───── Supplied material
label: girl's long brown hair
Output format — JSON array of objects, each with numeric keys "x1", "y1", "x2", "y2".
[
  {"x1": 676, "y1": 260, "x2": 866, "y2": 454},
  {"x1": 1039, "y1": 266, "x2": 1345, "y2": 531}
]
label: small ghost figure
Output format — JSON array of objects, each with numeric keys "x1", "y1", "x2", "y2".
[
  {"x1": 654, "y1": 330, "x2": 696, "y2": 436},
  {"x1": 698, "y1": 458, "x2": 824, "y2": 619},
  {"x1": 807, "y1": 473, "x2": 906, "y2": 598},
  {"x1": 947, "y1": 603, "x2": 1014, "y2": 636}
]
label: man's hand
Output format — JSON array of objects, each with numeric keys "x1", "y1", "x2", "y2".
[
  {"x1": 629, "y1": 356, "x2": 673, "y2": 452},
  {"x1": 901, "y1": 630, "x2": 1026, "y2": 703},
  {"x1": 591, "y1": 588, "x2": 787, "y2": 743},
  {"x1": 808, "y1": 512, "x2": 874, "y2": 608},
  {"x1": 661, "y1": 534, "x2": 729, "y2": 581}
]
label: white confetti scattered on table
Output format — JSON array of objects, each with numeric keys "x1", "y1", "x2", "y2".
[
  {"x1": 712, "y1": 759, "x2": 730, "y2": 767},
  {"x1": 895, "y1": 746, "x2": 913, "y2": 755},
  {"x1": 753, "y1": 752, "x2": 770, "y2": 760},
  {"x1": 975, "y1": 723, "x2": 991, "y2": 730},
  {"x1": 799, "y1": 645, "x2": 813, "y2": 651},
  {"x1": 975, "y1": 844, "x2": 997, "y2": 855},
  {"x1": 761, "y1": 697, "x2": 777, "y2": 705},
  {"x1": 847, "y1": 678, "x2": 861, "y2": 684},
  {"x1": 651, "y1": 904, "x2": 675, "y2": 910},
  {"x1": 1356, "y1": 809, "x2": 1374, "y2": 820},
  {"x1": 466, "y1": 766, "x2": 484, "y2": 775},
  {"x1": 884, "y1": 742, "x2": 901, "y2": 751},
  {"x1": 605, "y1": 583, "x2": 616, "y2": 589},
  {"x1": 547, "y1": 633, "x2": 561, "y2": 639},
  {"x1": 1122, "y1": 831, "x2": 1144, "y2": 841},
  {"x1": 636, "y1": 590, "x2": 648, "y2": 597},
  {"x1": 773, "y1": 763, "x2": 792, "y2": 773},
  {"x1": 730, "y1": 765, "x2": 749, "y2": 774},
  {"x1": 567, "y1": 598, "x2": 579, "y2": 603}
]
──────────
> _Aim of the exercise_: Transcribe the records above exactly, beginning at the line that contains "label: man's hand" and ending with the line that contains "label: white confetti scattered on table", both included, and nothing else.

> _Answer section_:
label: man's hand
Output format — JSON array of objects, each with numeric keys "x1", "y1", "x2", "y2".
[
  {"x1": 629, "y1": 356, "x2": 673, "y2": 452},
  {"x1": 901, "y1": 630, "x2": 1026, "y2": 703},
  {"x1": 591, "y1": 588, "x2": 787, "y2": 743},
  {"x1": 808, "y1": 512, "x2": 874, "y2": 608},
  {"x1": 661, "y1": 534, "x2": 729, "y2": 581}
]
label: white confetti scattered on table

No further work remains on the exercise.